■ **Dataset entries**:
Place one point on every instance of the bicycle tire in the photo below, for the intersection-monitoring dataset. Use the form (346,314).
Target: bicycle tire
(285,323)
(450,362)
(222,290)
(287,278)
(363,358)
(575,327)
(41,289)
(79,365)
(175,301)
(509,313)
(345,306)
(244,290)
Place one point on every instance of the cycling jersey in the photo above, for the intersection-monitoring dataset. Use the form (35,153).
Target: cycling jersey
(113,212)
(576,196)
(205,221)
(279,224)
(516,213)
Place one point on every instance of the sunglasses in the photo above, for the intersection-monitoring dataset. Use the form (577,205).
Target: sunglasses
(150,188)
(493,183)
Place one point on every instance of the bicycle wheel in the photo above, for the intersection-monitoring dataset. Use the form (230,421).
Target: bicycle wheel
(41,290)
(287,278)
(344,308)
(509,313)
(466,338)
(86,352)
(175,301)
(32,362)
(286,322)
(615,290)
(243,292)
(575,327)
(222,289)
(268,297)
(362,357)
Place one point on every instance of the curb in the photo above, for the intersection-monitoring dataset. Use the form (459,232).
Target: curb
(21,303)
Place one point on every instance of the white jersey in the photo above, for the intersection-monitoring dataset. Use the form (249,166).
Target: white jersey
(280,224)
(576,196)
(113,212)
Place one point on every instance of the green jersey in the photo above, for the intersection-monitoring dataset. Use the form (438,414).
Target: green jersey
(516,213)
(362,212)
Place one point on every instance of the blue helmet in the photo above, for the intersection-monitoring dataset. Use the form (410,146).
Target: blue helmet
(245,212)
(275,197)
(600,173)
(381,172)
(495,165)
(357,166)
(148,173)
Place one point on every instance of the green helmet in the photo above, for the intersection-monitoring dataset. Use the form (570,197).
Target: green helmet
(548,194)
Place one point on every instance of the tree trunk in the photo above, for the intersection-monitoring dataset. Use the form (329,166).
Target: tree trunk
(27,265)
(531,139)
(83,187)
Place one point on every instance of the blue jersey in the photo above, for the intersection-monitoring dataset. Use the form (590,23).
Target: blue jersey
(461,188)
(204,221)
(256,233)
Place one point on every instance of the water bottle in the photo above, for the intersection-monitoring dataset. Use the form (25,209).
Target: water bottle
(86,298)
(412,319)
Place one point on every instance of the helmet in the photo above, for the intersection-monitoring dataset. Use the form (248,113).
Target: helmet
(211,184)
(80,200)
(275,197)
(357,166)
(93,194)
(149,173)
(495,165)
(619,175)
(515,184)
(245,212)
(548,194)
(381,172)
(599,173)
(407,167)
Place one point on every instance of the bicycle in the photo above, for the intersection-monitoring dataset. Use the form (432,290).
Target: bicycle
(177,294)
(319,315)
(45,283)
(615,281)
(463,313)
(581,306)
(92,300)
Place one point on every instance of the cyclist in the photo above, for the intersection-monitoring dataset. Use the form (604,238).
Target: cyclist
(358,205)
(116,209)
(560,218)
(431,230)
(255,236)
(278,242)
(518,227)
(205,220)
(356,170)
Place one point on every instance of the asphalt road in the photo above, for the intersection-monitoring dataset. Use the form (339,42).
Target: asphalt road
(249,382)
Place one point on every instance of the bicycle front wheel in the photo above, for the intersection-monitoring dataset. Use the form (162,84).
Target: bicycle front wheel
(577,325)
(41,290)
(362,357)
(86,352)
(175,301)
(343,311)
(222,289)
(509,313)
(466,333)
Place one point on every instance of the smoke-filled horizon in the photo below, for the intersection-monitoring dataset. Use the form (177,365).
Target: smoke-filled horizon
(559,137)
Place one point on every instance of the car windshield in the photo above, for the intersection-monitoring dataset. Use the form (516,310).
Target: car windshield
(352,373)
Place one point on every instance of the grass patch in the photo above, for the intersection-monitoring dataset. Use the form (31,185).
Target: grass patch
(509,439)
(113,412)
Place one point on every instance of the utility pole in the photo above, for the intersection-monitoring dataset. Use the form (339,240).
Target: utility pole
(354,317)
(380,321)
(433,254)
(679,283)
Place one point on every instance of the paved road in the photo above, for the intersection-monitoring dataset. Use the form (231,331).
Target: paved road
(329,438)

■ **Written problem**:
Return the material exactly as it stands.

■ **Response to this task**:
Place one point on every instance of the bicycle tire in the photo below, for the intersection-monitoring dataset. Use the form (346,314).
Target: bicycle tire
(285,323)
(450,362)
(222,290)
(287,278)
(363,358)
(575,327)
(41,289)
(79,365)
(175,301)
(509,313)
(345,306)
(244,290)
Place one point on every instance of the cycling jersey in the photo above, for the intersection-monitoring dataset. Use the form (35,153).
Target: cycling jersey
(113,212)
(576,196)
(205,221)
(279,224)
(516,213)
Place one point on every instance of the sunglasses in the photo above, for the intersection-monitoring dataset. Use the form (577,205).
Target: sunglasses
(150,188)
(493,183)
Place one point on every instance of the bicycle wheel in the photo above, for the intersection-monitoring dataset. Use the form (230,421).
Target: bicycle wheel
(41,290)
(287,278)
(344,308)
(509,313)
(466,338)
(86,352)
(175,301)
(32,362)
(286,322)
(615,290)
(243,292)
(575,327)
(222,289)
(268,297)
(362,357)
Place one point on every instance of the curb in the photo above, for the intersection-monitoring dataset. Use the form (459,232).
Target: curb
(21,303)
Place one point on every instance of the white jersey in the photo above, for the intersection-monitoring dataset. Use the form (249,166).
Target: white jersey
(280,224)
(576,196)
(113,212)
Place one point on every instance of the green jersey in the photo above, for the intersection-monitoring dataset. Use the form (438,414).
Target: green jersey
(516,213)
(362,212)
Place one point on every instance of the blue helmet in the photo above, for the intersection-monitoring dataset. Use the form (410,146).
Target: blue helmet
(245,212)
(275,197)
(600,173)
(381,172)
(495,165)
(357,166)
(148,173)
Place one point on every instance of the green helmet in the photo above, for the intersection-monitoring dataset. Use the form (570,197).
Target: green helmet
(548,194)
Place one point on every instance of the tree trunk in the photo above, for the intersection-monitoring dataset. Use the form (329,166).
Target: tree trunk
(27,265)
(531,139)
(83,187)
Place one point on every instance of the blue jersey in the photo above, for the intersection-monitoring dataset. Use the form (590,23).
Target: blue jersey
(461,188)
(204,221)
(256,233)
Place one point on every instance of the water bottle in the photo above, for the intersection-monitoring dataset. Use the form (25,209).
Target: water bottle
(86,298)
(412,319)
Place one point on every instance of the helmet in the photo above, for the intersection-monitoring dataset. Use the form (248,113).
Target: helmet
(211,184)
(80,200)
(275,197)
(357,166)
(93,194)
(149,173)
(495,165)
(619,175)
(515,184)
(245,212)
(548,194)
(381,172)
(599,173)
(407,167)
Place one point on every instance of the bicycle in the photo above, for the intersection-monitoring dataset. Use the form (432,290).
Target: bicycle
(177,294)
(319,315)
(45,283)
(615,281)
(463,313)
(581,306)
(92,300)
Place one point on every instance of the cyclist in the photo above, for the intersection-monitoring dataset. Use the form (604,238).
Target: cyclist
(358,205)
(116,209)
(560,218)
(431,230)
(255,236)
(278,242)
(518,227)
(205,220)
(356,170)
Place one point on every instance of the asphalt road in the photo above, for the intersection-monitoring dataset. Use the form (339,42).
Target: asphalt road
(249,382)
Place one point on every instance of the bicycle front wheel in the photo above, for the intersection-monitoring dataset. Use the form (162,84).
Target: bicycle front wheel
(577,325)
(41,290)
(362,357)
(86,352)
(175,301)
(343,311)
(222,289)
(509,313)
(466,333)
Place one point on every instance of the smoke-filled horizon in the photo below, for the intersection-monitoring dataset. Use the form (177,365).
Target: smoke-filled horizon
(559,137)
Place one point on every instance of the car windshield in the photo above, for the intersection-monitoring dataset. Use the form (516,310).
Target: car windshield
(352,373)
Place one point on every instance of the grass patch in the photo above, for the intersection-monitoring dataset. Use the form (31,185).
Target: grass patch
(509,439)
(113,412)
Place one point on every instance of the utility pole in the photo above, for the intersection-monitoring dataset. Use the form (339,240).
Target: utility pole
(354,317)
(380,321)
(433,254)
(679,283)
Place one point on every instance of the paved road in the photo above, for the intersection-monitoring dataset. Use the form (231,331).
Target: paved road
(329,438)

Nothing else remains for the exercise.